§ Text provided
════════
While working as a booking clerk at Lionel Ceylon Theaters, he met filmmaker Roland Amarasinghe. Amarasinghe asked him to come to Navajeewana Theater for the screen test. He was selected for the lead role of "Udeni" in the 1966 film Kolamba Hadayo with the new actress Shirani Gunatilleke. Meanwhile, he was selected to the stage play Abhimanaya produced by Sudas Masakorala. Then in the 1969 film Mee Masso, he acted along with Gamini Fonseka and Sonia Disa.

Deraniyagala emerged as an antagonist in the 1971 blockbuster film Hathara Denama Soorayo directed by Neil Rupasinghe. After the film, popular actor Eddie Jayamanne appreciated his villain role and said that "You are the best villain after Dommy Jayawardena". Since that, he received several villain roles in popular films Rena Giraw, Ran Onchilla, Rajagedara Paraviyo, Edath Suraya Adath Suraya, Gijulihiniyo, Kesara Sinhayo, Ridee Thella, Kasthuri Suwanda and Raja Kello. He played the lead role in the 1979 film Sawdan Jema bringing a sense of humor. He also played a caricature in the 1973 film Sinawai Inawai and then Deraniyagala played a different role as Gamini Fonseka's brother in the 1978 film Apsara.
════════
§ Collected data
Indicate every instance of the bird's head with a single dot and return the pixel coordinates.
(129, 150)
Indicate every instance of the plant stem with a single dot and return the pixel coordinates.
════════
§ Tasks to carry out
A. In the passage on Deraniyagala's acting career, who directed the 1971 film Hathara Denama Soorayo?
B. Quote the passage on Deraniyagala's acting career word for word, everything from "While working as" down to "and Sonia Disa.".
The listing has no connection to the passage on Deraniyagala's acting career.

§ Responses to the exercise
A. Neil Rupasinghe

B.
While working as a booking clerk at Lionel Ceylon Theaters, he met filmmaker Roland Amarasinghe. Amarasinghe asked him to come to Navajeewana Theater for the screen test. He was selected for the lead role of "Udeni" in the 1966 film Kolamba Hadayo with the new actress Shirani Gunatilleke. Meanwhile, he was selected to the stage play Abhimanaya produced by Sudas Masakorala. Then in the 1969 film Mee Masso, he acted along with Gamini Fonseka and Sonia Disa.